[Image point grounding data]
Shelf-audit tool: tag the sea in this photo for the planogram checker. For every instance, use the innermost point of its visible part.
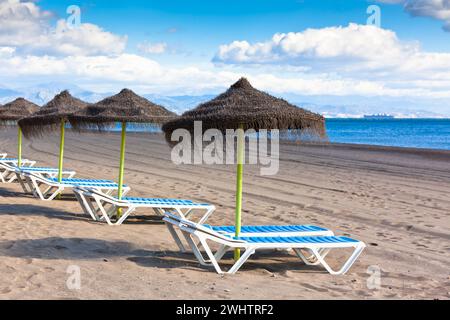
(410, 133)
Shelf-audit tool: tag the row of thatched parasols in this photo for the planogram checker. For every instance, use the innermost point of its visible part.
(240, 107)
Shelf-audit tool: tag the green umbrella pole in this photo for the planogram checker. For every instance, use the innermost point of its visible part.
(61, 150)
(19, 147)
(240, 170)
(122, 165)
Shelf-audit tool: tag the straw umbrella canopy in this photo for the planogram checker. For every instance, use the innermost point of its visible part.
(124, 107)
(51, 117)
(11, 112)
(244, 107)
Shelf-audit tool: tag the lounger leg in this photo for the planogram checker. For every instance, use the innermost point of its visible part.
(347, 265)
(241, 261)
(85, 205)
(22, 183)
(102, 210)
(221, 252)
(207, 215)
(196, 251)
(211, 256)
(125, 215)
(175, 237)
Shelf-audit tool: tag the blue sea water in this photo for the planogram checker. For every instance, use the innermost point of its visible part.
(413, 133)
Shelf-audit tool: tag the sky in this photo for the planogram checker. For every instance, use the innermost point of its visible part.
(350, 49)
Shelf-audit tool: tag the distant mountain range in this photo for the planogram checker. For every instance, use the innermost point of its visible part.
(41, 94)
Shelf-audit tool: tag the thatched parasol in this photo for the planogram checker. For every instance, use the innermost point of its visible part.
(244, 107)
(125, 107)
(51, 117)
(11, 112)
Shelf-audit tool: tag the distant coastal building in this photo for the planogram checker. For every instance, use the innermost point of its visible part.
(379, 116)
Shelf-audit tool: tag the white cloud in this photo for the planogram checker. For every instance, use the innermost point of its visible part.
(109, 73)
(360, 51)
(26, 27)
(152, 48)
(436, 9)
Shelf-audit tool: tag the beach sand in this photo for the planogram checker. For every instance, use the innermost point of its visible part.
(395, 200)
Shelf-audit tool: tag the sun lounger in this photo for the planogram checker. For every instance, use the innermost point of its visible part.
(43, 172)
(8, 168)
(101, 206)
(273, 231)
(48, 188)
(317, 247)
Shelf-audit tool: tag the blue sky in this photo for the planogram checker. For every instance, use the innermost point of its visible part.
(293, 48)
(201, 26)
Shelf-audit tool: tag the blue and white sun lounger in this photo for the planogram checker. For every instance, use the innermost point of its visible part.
(50, 173)
(103, 207)
(48, 188)
(273, 231)
(317, 247)
(8, 168)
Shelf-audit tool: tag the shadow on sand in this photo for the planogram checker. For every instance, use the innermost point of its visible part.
(95, 249)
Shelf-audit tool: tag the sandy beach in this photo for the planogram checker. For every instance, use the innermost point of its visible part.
(395, 200)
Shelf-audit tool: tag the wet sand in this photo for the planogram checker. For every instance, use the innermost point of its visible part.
(395, 200)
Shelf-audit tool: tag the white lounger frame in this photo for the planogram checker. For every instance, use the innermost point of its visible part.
(101, 206)
(8, 169)
(28, 188)
(52, 189)
(318, 251)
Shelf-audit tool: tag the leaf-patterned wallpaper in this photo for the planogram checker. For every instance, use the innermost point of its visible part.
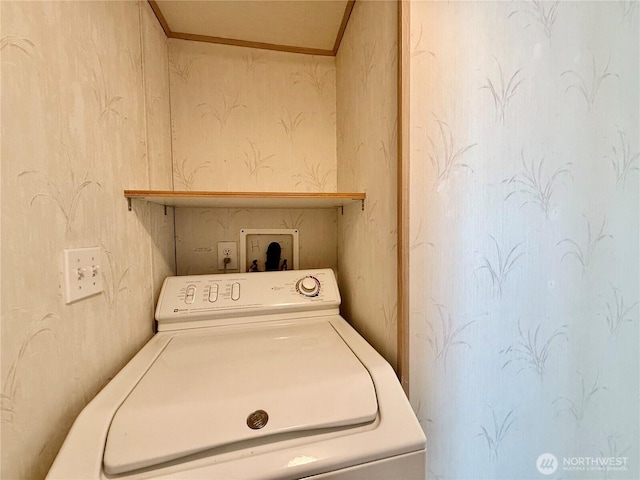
(252, 120)
(524, 280)
(83, 117)
(367, 137)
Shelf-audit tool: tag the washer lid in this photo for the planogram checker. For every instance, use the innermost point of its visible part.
(204, 390)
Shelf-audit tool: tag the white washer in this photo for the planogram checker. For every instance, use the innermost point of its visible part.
(252, 376)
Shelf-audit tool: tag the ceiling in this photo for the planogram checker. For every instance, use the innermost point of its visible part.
(303, 26)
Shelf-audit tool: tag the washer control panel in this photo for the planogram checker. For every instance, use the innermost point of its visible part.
(308, 286)
(199, 297)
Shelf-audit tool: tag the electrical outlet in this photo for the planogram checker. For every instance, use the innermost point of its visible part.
(82, 273)
(228, 250)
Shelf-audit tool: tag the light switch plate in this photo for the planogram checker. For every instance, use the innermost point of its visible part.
(228, 249)
(82, 273)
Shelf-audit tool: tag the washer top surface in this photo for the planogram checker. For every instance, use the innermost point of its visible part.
(201, 390)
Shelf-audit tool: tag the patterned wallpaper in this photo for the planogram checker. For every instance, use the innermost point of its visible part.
(525, 146)
(367, 133)
(252, 120)
(74, 135)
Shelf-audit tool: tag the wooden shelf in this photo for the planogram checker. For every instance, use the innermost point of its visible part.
(170, 198)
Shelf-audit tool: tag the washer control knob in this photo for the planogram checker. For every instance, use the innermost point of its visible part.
(308, 286)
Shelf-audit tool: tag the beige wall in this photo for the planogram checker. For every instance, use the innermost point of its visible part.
(77, 79)
(524, 226)
(367, 129)
(252, 120)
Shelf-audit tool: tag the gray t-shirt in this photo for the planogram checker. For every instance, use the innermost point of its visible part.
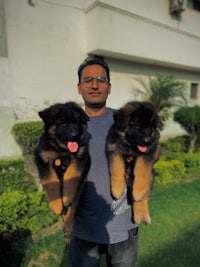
(100, 218)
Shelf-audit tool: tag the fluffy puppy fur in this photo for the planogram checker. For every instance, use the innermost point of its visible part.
(63, 160)
(131, 148)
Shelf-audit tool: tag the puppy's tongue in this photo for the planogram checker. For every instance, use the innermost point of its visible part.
(72, 146)
(142, 148)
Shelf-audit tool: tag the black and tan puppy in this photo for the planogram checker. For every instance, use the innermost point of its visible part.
(63, 160)
(131, 148)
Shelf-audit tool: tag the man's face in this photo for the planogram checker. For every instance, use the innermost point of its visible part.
(94, 86)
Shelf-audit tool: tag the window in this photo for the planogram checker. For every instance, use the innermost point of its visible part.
(194, 4)
(194, 91)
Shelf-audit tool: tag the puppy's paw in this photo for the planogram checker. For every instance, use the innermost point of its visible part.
(117, 192)
(141, 215)
(67, 201)
(138, 195)
(56, 206)
(117, 187)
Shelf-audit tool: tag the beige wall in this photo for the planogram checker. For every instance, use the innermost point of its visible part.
(47, 42)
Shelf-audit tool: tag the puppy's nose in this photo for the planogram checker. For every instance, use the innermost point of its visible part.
(74, 134)
(147, 139)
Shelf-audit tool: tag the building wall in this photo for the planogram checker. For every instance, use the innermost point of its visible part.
(47, 41)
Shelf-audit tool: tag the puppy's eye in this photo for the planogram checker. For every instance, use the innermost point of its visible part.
(134, 124)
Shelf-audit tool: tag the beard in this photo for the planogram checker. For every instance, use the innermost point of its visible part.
(95, 105)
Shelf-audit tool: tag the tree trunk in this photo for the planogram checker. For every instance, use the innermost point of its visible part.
(193, 140)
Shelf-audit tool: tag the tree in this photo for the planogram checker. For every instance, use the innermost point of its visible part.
(165, 93)
(189, 119)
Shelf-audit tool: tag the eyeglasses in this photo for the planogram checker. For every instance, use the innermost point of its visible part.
(100, 79)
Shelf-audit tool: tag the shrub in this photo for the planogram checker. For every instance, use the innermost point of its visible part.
(191, 163)
(27, 135)
(177, 144)
(13, 176)
(189, 119)
(167, 172)
(22, 210)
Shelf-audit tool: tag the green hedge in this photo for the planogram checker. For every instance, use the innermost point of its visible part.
(14, 177)
(167, 172)
(27, 135)
(21, 210)
(179, 144)
(175, 167)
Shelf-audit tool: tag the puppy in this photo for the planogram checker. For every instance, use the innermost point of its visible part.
(63, 160)
(131, 148)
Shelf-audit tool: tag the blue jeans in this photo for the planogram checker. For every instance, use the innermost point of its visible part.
(88, 254)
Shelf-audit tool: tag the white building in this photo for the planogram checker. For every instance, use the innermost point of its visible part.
(42, 43)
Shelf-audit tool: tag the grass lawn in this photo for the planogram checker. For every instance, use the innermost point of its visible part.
(173, 239)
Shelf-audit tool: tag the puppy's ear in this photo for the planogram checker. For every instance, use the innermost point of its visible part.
(121, 118)
(84, 117)
(48, 115)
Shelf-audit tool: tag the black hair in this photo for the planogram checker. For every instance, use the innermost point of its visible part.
(91, 60)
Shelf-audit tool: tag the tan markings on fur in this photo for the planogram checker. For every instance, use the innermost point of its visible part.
(142, 179)
(71, 180)
(48, 156)
(141, 211)
(68, 218)
(51, 186)
(117, 173)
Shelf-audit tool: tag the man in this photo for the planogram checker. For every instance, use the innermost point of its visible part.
(102, 224)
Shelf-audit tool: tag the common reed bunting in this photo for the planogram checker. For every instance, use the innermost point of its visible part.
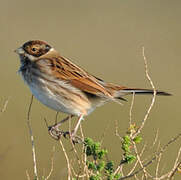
(65, 87)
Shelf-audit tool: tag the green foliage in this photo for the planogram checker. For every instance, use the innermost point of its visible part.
(97, 164)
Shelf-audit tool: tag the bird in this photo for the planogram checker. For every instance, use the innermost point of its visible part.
(64, 86)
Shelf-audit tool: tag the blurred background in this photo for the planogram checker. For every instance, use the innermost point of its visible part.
(105, 38)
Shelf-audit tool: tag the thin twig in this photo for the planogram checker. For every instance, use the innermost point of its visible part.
(131, 109)
(153, 98)
(67, 159)
(32, 139)
(27, 175)
(4, 106)
(52, 164)
(176, 165)
(154, 158)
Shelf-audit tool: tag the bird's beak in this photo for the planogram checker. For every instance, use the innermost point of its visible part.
(19, 51)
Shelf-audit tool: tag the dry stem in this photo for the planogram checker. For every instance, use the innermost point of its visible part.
(32, 139)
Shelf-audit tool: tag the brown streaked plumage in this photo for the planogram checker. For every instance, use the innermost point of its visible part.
(62, 85)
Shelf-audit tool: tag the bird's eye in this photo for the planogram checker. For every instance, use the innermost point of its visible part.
(33, 49)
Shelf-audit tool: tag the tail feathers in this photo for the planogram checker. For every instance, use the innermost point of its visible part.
(128, 91)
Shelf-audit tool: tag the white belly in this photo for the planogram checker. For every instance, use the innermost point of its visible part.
(58, 102)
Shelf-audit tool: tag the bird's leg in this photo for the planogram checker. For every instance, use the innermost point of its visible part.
(76, 139)
(54, 130)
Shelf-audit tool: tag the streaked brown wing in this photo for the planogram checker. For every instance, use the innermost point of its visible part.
(66, 70)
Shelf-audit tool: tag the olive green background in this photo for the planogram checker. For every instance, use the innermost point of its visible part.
(104, 37)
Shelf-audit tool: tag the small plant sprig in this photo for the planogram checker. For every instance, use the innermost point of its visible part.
(97, 165)
(127, 142)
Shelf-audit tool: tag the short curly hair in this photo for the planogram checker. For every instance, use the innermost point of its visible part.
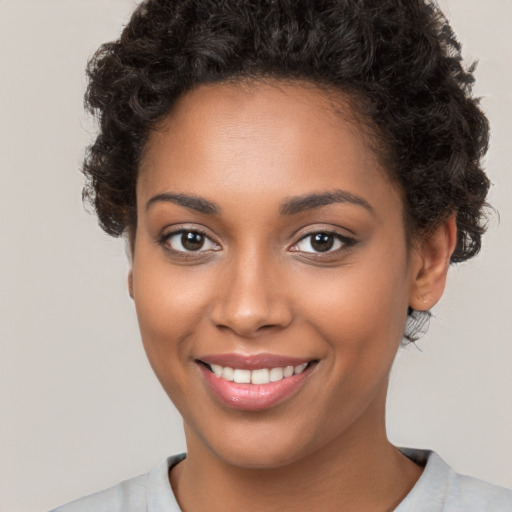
(398, 58)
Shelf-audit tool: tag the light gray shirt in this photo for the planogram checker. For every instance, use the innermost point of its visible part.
(439, 489)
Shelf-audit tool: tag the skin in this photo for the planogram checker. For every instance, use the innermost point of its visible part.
(257, 286)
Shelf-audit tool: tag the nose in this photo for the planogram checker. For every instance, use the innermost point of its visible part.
(251, 298)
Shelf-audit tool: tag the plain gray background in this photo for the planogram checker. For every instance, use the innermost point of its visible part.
(80, 407)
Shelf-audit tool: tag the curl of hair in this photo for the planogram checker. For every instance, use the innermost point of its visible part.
(399, 58)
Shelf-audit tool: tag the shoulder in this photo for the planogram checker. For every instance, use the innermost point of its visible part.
(151, 492)
(441, 489)
(123, 497)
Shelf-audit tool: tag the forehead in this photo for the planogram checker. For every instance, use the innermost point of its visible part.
(268, 140)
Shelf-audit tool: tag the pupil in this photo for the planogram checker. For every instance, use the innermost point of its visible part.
(322, 242)
(192, 241)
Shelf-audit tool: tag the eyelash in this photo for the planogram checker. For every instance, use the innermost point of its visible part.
(346, 243)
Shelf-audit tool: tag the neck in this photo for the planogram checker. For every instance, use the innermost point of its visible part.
(359, 469)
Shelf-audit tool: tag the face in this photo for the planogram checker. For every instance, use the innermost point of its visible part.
(270, 249)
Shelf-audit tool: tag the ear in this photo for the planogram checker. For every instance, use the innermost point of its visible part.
(130, 283)
(430, 263)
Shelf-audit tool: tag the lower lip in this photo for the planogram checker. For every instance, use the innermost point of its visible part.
(253, 397)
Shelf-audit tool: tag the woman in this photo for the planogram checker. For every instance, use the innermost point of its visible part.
(294, 179)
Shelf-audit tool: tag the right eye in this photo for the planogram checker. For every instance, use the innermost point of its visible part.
(188, 240)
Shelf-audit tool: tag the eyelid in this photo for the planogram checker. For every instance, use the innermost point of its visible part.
(346, 241)
(166, 236)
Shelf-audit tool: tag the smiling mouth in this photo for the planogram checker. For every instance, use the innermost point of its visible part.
(258, 376)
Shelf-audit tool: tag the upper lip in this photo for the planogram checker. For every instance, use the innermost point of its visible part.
(253, 362)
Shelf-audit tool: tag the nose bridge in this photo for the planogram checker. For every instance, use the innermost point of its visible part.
(251, 297)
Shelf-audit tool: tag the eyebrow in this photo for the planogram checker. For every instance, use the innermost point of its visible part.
(197, 203)
(294, 205)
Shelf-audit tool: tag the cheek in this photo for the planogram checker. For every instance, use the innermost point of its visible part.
(170, 304)
(361, 308)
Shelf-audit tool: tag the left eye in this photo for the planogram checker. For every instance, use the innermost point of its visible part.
(190, 241)
(320, 242)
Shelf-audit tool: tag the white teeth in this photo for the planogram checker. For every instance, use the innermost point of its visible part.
(217, 369)
(288, 371)
(227, 373)
(276, 374)
(242, 376)
(259, 376)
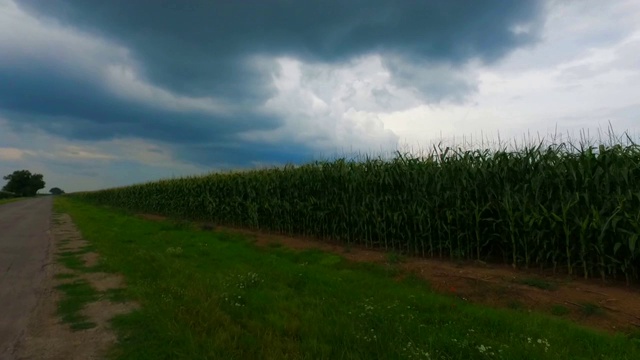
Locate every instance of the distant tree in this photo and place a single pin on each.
(23, 183)
(56, 191)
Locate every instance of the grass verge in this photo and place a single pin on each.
(6, 201)
(207, 294)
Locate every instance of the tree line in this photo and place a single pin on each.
(22, 183)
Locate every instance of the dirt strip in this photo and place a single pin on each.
(48, 337)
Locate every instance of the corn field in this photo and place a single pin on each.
(573, 210)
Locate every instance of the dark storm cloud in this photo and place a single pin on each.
(207, 49)
(201, 47)
(77, 106)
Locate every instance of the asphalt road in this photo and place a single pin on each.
(24, 247)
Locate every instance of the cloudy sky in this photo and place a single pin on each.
(97, 94)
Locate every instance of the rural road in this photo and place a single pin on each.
(24, 247)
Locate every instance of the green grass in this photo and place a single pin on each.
(221, 297)
(559, 310)
(6, 201)
(589, 309)
(76, 295)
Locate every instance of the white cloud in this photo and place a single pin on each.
(13, 154)
(124, 82)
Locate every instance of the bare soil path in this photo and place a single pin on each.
(612, 305)
(24, 248)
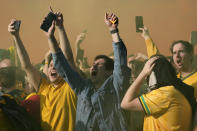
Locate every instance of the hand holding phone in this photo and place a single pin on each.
(139, 23)
(17, 24)
(47, 22)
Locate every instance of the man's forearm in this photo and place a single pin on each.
(65, 45)
(54, 47)
(22, 53)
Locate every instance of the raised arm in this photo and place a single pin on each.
(33, 74)
(64, 42)
(130, 100)
(79, 51)
(150, 45)
(61, 63)
(121, 73)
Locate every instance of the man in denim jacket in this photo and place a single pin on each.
(99, 100)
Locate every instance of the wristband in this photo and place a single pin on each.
(114, 31)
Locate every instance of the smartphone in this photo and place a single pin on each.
(17, 24)
(47, 22)
(193, 39)
(139, 23)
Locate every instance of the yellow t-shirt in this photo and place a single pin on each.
(166, 110)
(57, 106)
(191, 79)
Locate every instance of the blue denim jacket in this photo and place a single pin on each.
(99, 109)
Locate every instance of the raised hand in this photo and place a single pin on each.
(14, 27)
(145, 32)
(51, 30)
(111, 20)
(59, 19)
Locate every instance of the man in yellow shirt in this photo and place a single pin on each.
(57, 99)
(182, 57)
(170, 104)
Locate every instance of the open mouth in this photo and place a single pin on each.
(93, 73)
(53, 74)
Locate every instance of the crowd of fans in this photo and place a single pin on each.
(116, 93)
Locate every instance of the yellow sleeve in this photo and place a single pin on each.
(151, 48)
(154, 102)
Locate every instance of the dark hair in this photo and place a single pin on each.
(109, 63)
(188, 46)
(7, 76)
(164, 71)
(166, 76)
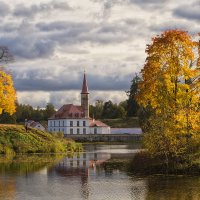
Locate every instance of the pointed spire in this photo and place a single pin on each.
(84, 86)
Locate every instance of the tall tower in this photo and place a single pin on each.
(85, 97)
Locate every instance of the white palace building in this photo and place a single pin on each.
(73, 119)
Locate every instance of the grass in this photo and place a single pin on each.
(15, 140)
(131, 122)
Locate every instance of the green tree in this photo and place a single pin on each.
(132, 105)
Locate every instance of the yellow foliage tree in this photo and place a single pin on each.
(7, 93)
(170, 85)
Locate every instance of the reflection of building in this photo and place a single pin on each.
(84, 160)
(72, 119)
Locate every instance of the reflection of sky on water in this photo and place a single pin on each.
(94, 175)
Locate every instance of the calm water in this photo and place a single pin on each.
(97, 174)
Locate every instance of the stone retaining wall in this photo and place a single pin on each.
(106, 137)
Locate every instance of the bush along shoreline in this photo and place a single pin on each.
(15, 140)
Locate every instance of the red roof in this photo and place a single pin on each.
(84, 86)
(69, 111)
(96, 123)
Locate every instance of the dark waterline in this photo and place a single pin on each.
(99, 173)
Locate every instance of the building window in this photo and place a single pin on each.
(95, 130)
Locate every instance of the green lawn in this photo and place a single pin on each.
(14, 139)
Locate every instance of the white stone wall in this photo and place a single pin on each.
(63, 125)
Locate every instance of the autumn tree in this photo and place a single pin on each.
(170, 86)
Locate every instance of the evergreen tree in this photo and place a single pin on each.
(132, 105)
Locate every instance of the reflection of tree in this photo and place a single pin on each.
(85, 187)
(25, 164)
(7, 189)
(174, 188)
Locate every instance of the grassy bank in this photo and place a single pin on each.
(15, 140)
(131, 122)
(144, 164)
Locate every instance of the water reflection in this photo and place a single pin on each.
(99, 173)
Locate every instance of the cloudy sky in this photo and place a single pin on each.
(54, 41)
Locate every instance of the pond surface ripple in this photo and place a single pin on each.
(99, 173)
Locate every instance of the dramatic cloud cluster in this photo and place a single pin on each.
(55, 41)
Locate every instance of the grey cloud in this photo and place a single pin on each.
(149, 4)
(4, 9)
(33, 80)
(107, 5)
(30, 11)
(188, 11)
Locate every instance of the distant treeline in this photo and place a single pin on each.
(100, 110)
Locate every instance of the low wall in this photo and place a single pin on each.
(106, 137)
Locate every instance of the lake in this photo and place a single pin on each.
(99, 173)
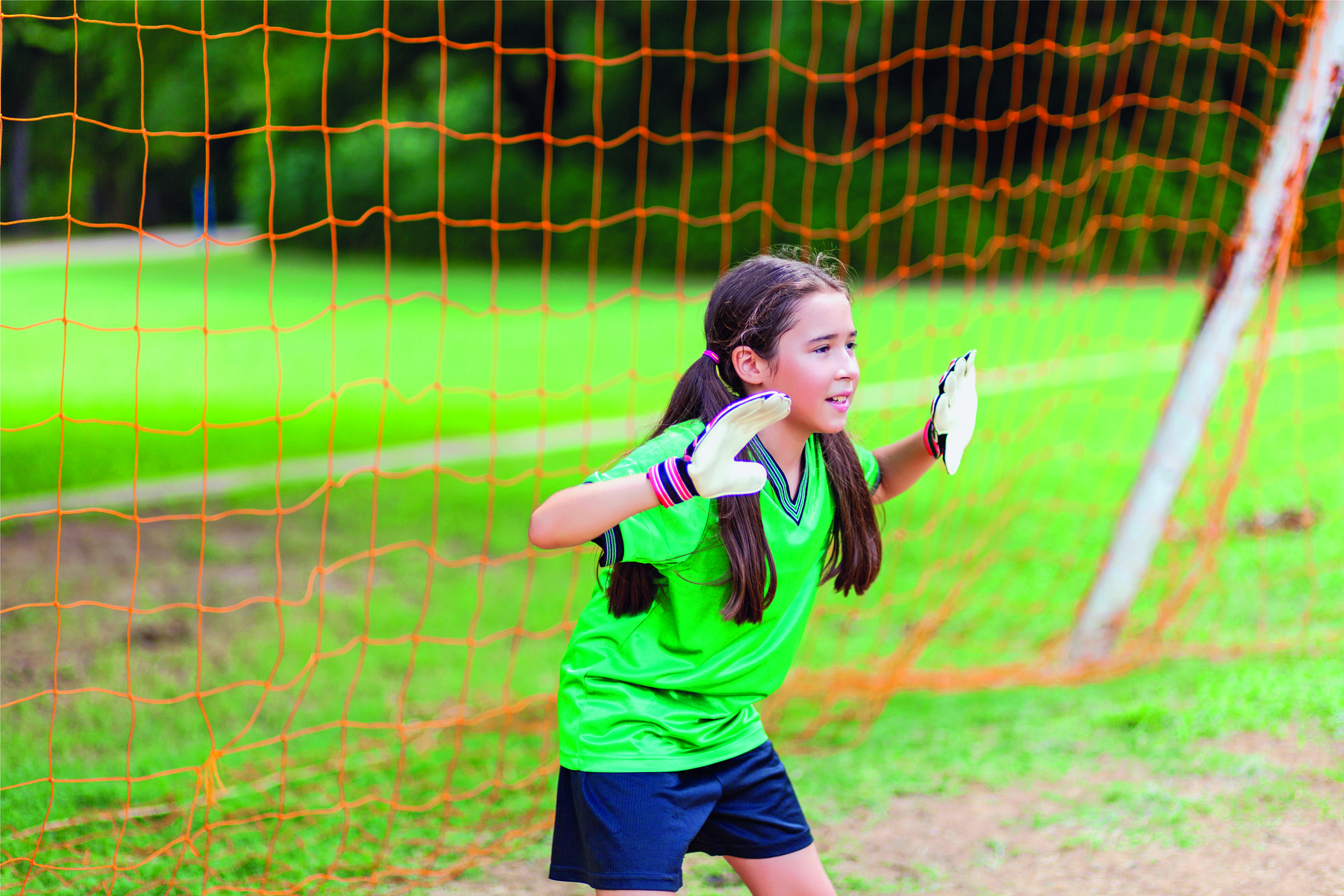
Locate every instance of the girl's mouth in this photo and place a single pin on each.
(839, 402)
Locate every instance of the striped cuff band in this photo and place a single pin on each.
(671, 481)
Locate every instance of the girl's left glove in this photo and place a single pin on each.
(712, 467)
(952, 418)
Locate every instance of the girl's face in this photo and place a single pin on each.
(813, 364)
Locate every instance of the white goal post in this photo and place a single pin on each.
(1266, 220)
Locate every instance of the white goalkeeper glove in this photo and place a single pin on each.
(710, 467)
(952, 417)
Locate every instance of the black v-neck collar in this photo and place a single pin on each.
(792, 504)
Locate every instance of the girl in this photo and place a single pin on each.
(707, 574)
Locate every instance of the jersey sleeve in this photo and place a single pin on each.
(660, 536)
(871, 470)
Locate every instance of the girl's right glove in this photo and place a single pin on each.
(710, 467)
(952, 418)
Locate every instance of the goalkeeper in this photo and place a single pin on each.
(715, 535)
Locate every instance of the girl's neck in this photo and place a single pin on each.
(785, 445)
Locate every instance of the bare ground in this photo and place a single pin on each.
(1275, 829)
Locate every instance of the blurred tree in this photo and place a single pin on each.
(1136, 151)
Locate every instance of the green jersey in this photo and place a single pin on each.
(673, 688)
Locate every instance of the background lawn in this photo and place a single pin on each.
(378, 685)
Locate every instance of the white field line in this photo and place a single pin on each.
(116, 243)
(617, 430)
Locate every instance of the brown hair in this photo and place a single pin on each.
(754, 304)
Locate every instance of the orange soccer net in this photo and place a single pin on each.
(270, 618)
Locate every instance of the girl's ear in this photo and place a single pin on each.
(750, 367)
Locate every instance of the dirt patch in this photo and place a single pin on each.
(96, 566)
(1116, 830)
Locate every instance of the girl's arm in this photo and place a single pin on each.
(902, 464)
(582, 512)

## Work request
Beginning from the line that contains "Locate every instance of the girl's ear", give each line again exactly, through the final line of the records.

## Output below
Locate every instance of the girl's ear in this photo and place a single pin on each.
(750, 367)
Locate every instance of the dirt patch in this photo and place a single pin on each.
(96, 566)
(1116, 830)
Locate every instance of the girl's arm in this photo and place a single pin on each.
(902, 464)
(582, 512)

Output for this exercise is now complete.